To do: Report each line in the items below that contains the string "white". Uppercase and lowercase letters count as different.

Input rows:
'''

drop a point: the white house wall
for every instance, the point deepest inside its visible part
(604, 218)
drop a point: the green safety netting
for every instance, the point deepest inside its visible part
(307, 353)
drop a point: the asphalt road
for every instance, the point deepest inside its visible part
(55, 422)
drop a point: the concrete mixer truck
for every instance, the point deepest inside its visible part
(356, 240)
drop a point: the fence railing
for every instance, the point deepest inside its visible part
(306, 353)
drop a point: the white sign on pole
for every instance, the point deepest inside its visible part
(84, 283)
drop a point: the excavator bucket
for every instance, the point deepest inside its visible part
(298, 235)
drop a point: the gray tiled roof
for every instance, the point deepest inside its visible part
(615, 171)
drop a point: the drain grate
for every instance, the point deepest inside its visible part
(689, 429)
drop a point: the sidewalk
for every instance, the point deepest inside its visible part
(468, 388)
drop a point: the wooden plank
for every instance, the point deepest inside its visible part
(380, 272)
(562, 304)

'''
'''

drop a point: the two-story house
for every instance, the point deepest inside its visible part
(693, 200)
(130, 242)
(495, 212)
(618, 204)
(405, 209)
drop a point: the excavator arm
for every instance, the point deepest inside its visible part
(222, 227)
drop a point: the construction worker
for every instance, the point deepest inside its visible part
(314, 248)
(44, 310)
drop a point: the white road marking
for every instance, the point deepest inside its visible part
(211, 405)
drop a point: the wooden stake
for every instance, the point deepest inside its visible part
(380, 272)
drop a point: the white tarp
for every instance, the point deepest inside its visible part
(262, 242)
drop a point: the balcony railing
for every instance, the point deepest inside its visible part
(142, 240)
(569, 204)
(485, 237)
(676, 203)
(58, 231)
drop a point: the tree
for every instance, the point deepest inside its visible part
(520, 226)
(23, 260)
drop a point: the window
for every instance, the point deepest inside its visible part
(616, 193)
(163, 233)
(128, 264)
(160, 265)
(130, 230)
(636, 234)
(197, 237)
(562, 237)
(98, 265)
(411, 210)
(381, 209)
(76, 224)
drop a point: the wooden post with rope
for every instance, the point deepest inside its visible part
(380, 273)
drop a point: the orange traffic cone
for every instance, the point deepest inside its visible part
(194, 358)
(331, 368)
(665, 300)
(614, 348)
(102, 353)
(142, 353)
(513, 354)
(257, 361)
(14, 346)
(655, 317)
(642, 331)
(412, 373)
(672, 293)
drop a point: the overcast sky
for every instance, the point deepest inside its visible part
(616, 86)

'''

Written solution:
drop a point: the white house wall
drop a point: the white sign on pole
drop a point: the white road marking
drop a point: the white tarp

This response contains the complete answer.